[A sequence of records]
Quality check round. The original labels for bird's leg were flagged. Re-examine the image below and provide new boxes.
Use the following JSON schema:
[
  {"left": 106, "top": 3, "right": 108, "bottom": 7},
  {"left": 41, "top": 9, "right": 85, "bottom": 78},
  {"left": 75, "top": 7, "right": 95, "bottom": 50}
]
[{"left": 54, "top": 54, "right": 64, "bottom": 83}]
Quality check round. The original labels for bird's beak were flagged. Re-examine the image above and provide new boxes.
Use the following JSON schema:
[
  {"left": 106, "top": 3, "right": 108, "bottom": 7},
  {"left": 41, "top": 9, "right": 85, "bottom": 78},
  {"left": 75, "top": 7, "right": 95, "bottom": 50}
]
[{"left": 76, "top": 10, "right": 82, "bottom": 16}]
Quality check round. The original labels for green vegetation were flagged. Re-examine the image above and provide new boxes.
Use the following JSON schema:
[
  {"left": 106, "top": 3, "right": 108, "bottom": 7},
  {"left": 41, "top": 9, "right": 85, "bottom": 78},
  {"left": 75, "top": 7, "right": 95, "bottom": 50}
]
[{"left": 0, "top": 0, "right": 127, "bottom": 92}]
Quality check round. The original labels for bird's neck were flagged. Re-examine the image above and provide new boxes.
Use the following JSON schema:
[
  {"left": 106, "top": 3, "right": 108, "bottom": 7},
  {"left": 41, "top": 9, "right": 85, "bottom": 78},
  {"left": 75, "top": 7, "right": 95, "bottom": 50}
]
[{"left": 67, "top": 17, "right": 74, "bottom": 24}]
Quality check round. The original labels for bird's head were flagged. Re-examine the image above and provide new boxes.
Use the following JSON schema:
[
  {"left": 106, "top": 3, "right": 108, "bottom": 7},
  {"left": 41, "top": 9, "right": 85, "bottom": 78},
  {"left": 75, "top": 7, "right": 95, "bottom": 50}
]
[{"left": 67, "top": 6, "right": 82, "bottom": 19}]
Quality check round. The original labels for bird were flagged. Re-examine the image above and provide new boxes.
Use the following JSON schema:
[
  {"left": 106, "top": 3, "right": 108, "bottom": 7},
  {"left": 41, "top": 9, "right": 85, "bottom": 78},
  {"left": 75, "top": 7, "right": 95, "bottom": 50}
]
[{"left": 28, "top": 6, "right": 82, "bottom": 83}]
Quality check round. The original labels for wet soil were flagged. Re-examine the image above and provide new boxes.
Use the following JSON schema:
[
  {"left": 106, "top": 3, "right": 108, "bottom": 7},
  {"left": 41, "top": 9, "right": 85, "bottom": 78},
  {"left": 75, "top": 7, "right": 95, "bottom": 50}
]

(DO THIS): Report, in full, each line of the data above that contains the word "Quality".

(ANSWER BELOW):
Quality check round. The original labels for bird's leg were flagged. Re-examine the image below and provide new boxes.
Quality check round. The original labels for bird's beak were flagged. Re-examine the image above and provide new boxes.
Quality check round. The original labels for green vegetation were flagged. Re-examine the image above and provide new boxes.
Quality check round. The original labels for bird's neck were flagged. Re-examine the image above and provide new boxes.
Quality check round. The original labels for bird's head were flagged. Re-examine the image above and provide new boxes.
Quality check round. The original labels for bird were flagged. Re-examine the image above and provide new boxes.
Quality check round. The original labels for wet soil were flagged. Re-examine the image above and provide new boxes.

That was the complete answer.